# [Listed records]
**********

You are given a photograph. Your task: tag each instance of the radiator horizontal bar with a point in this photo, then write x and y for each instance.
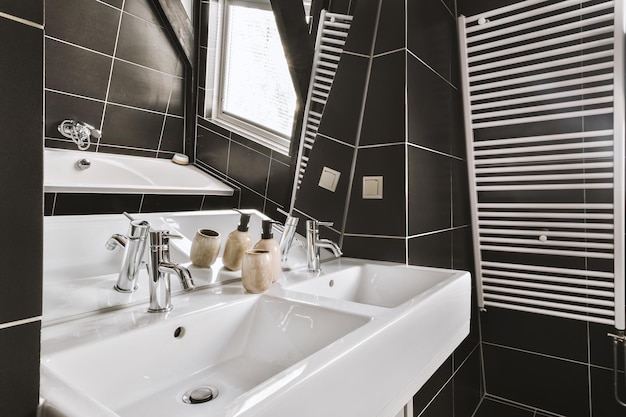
(573, 94)
(547, 233)
(538, 158)
(528, 37)
(550, 243)
(545, 251)
(542, 107)
(546, 215)
(536, 23)
(542, 44)
(550, 206)
(536, 187)
(543, 77)
(542, 138)
(540, 87)
(561, 225)
(523, 120)
(536, 168)
(549, 287)
(521, 15)
(543, 55)
(562, 306)
(547, 177)
(554, 313)
(543, 278)
(550, 269)
(490, 290)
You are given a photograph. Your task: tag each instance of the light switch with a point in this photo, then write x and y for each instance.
(329, 179)
(373, 187)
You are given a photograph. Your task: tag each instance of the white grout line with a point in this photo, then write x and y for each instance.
(20, 322)
(20, 20)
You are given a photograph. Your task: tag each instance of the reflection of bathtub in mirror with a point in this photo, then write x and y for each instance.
(79, 273)
(110, 173)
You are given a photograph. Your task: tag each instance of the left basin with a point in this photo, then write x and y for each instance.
(235, 347)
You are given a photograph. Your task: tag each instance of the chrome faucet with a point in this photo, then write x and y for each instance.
(159, 269)
(314, 243)
(287, 235)
(134, 246)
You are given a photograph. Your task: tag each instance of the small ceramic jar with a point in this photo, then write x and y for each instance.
(205, 248)
(256, 270)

**********

# [Exercise goal]
Copy the entries above word for word, starting at the line that contains "of the small" and ending at the last line of the entries.

# [Task output]
You are given a photograph. Your task: tag each instance of the small ceramic jar with a point in this photo, then write x and y for each instance.
(205, 248)
(256, 270)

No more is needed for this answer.